Extrahierter Text
╭──
Der Macintosh war nicht nur 1984 ein revolutionäres Produkt. Manche seiner Designelemente halten sich in den großen Betriebssystemen bis heute, der Papierkorb etwa. Es lässt sich sogar argumentieren, dass wir unsere Handys mit den gleichen Prinzipien steuern, die der Mac damals eingeführt hat. Gleichzeitig wirkt ein Gerät mit einem 8-Megahertz-Prozessor mehr als antiquiert. Was ist schon das besondere an einem Mac? Wer das verstehen möchte, muss in die Geschichte eintauchen.
Wenn man wissen will, wie sehr sich die Welt seit Mitte der 1980er-Jahre verändert hat, lohnt es sich, die Aufzeichnung der Präsentation des ersten Macintosh anzusehen. Der junge Steve Jobs (1955-2011) hebt einen Computer, der aus heutiger Sicht antik wirkt, aus einer Tasche, stöpselt das Gerät ein und verkündet: "Alle Bilder, die sie gleich sehen werden, werden von dieser Maschine erzeugt." Der Apple-Chef schiebt eine Diskette in das Laufwerk und das Publikum reagiert mit begeisterter Ekstase auf die bloße Tatsache, dass der Schriftzug "Macintosh" von rechts nach links durch das Bild läuft.
Diese Begeisterung wiederholt sich während der Präsentation mehrfach, besonders als ein dreidimensionales Schachbrett angezeigt wird und das Gerät in einer aus heutiger Sicht nahezu parodistischen Computerstimme einen Text vorliest. Solche Spielereien und viele weitere Anwendungen sind im Jahr 2023 derart selbstverständlich, dass sie nur die allerwenigsten hinterfragen. Doch damals, 1984, waren sie für viele Menschen nicht weniger als der Beginn der digitalen Revolution.
Ein Computer, den jeder bedienen kann? 1984 nicht weniger als eine Revolution
Und genau wie eine Revolution stellte Apple sein Prestigeprojekt bei der Einführung auch vor. Bezeichnend dafür ist ein später als "Werbespot der Dekade" ausgezeichnetes und nur ein einziges Mal während des Superbowl XVIII ausgestrahltes 60-sekündiges Werbevideo. In diesem nahm Apple dramatisch Bezug auf den Roman "1984" von George Orwell (1903-1950) und versah ihn mit dem Slogan: "Am 24. Januar wird Apple Computer den Macintosh vorstellen. Und sie werden sehen, warum 1984 nicht wie '1984' sein wird."
╰──
Datensätze
╭──
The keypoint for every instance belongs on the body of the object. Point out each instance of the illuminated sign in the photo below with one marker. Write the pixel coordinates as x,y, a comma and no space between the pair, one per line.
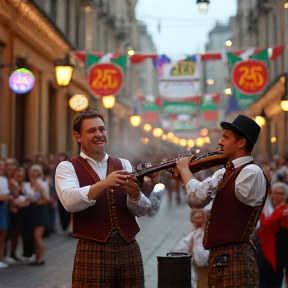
78,102
105,79
250,76
21,81
183,68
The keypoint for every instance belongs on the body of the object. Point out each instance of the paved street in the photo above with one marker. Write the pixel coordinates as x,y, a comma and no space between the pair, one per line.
158,235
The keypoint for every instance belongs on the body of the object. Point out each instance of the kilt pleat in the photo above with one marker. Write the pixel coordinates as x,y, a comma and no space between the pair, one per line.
242,270
114,264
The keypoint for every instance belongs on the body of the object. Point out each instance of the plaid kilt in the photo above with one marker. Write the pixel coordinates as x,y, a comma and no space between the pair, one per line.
114,264
241,271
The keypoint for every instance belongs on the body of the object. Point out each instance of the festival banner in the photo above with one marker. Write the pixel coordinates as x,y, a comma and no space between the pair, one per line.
105,79
183,126
249,77
179,78
209,107
179,107
151,112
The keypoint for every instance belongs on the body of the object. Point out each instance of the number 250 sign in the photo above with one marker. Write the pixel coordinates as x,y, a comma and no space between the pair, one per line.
105,79
250,76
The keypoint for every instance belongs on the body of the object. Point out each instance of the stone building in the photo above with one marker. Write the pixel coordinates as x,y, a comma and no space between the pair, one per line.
264,23
33,34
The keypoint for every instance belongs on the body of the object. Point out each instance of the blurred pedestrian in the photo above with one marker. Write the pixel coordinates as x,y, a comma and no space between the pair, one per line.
273,236
193,244
239,196
5,197
38,192
105,199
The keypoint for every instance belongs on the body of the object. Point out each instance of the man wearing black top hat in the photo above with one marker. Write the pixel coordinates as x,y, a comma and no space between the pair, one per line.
238,192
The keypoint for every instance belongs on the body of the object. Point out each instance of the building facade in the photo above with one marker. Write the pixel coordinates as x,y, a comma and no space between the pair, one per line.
33,34
264,23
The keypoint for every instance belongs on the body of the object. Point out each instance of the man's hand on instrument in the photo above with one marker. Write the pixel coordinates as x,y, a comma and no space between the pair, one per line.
149,182
183,163
117,178
132,188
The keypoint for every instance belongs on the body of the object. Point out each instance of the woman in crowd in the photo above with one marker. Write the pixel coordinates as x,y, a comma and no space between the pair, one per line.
4,214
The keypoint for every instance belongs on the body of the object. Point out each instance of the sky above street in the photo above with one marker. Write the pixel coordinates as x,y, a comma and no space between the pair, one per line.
177,27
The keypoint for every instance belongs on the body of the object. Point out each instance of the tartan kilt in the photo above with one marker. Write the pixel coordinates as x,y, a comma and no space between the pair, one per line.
116,263
242,270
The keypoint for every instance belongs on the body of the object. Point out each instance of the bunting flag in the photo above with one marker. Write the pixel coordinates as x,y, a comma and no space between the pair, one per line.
121,61
90,60
249,77
232,106
151,113
209,107
138,58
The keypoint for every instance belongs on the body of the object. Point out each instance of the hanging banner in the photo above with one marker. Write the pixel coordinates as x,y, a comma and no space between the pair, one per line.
179,108
179,78
209,107
249,77
105,79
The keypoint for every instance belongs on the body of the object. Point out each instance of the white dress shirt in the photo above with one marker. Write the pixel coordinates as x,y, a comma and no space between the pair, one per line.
75,198
250,185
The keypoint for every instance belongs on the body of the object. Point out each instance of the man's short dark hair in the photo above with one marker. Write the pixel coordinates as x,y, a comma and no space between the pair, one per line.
87,114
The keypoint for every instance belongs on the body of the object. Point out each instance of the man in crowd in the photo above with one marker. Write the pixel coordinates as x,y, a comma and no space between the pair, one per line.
105,199
238,193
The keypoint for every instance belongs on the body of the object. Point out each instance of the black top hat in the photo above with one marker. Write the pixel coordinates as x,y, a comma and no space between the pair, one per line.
245,127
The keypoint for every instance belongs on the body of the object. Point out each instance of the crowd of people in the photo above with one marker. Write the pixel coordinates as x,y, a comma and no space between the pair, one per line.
29,208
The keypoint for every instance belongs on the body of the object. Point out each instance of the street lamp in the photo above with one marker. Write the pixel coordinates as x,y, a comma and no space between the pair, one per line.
78,103
228,43
130,50
135,120
203,5
63,70
147,127
260,119
157,132
108,101
284,99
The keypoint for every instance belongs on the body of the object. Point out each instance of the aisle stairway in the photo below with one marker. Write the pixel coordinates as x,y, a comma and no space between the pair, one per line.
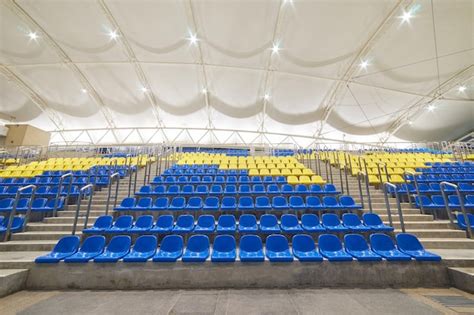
42,236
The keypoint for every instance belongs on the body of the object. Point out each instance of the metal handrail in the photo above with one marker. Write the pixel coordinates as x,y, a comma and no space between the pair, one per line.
79,200
461,202
399,207
111,177
60,187
13,212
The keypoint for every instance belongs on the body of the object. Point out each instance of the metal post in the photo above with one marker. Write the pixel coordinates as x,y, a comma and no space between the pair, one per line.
13,212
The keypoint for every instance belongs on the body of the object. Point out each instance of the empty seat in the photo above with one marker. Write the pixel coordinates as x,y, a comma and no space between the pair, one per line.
277,249
357,246
331,248
353,223
66,247
290,224
332,223
304,248
226,224
373,221
184,224
383,245
170,250
269,224
197,249
410,245
143,224
224,249
143,249
121,225
310,223
92,247
251,249
101,224
205,224
118,248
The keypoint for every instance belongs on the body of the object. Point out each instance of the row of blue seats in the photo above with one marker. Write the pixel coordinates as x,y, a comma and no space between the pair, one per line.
246,203
251,249
43,191
37,205
218,179
430,188
247,223
243,189
437,202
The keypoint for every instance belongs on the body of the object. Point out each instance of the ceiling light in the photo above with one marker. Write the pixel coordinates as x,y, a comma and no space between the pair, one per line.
33,35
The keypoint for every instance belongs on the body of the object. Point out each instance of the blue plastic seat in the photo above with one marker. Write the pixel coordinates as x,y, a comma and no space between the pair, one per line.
246,204
143,249
331,248
314,203
226,224
161,203
66,246
229,203
164,224
119,247
177,203
297,203
126,204
280,203
290,224
353,223
143,224
410,245
304,248
184,224
373,221
357,246
93,246
332,223
197,249
224,249
121,225
269,224
277,249
383,245
170,250
205,224
101,224
251,249
310,223
248,223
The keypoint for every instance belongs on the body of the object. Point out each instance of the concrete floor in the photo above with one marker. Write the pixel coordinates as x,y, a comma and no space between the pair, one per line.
321,301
╰──
Aufgabe 1
Übersetze aus dem Text über den Macintosh den Satz "Gleichzeitig wirkt ein Gerät mit einem 8-Megahertz-Prozessor mehr als antiquiert." ins Englische.
Aufgabe 2
Führe bitte den Text über den Macintosh im Anschluss an seinen letzten Satz weiter.
Die Auflistung spielt hierfür keine Rolle.

Lösung 1
At the same time, a device with an 8-megahertz processor seems more than antiquated.

Lösung 2
Letztlich markierte der 24. Januar 1984 tatsächlich einen Meilenstein in der Geschichte der Computerindustrie, denn der Macintosh krempelte die Art und Weise, wie Menschen mit Computern interagieren, gehörig um. Als erstes Unternehmen bot man privaten Nutzern eine grafische Bedienoberfläche mit Maus und Icons an - heute die Grundlage für unsere Interaktion mit fast allen digitalen Geräten von Smartphones über Navigationssysteme bis smarte Kühlschränke. Außerdem war das Textverarbeitungsprogramm MacWrite für die damalige Zeit revolutionär, denn zum ersten Mal konnten Menschen Texte so formatieren, wie sie sie am Bildschirm sahen. Aber auch der Papierkorb oder das Prinzip von Drag-and-Drop hielt auf dem Mac 1984 erstmals Einzug.
Die Köpfe hinter Apple und dem Mac: Steve Jobs und Steve Wozniak
Die Vision für den Macintosh begann selbstredend mehrere Jahre zuvor und ist untrennbar mit dem Namen Steve Jobs (1955-2011) verbunden. 1981 übernahm er die Leitung des Macintosh-Projekts bei Apple mit einer klaren Vorstellung: einen benutzerfreundlichen Computer zu schaffen, der auch von Menschen ohne technischen Hintergrund einfach bedient werden konnte. Gemeinsam mit einem Team heute berühmter Ingenieure und Designer, darunter Steve Wozniak (74), Andy Hertzfeld (70), Bill Atkinson (72) und Jef Raskin (1943-2005), setzte Jobs diese Idee federführend um.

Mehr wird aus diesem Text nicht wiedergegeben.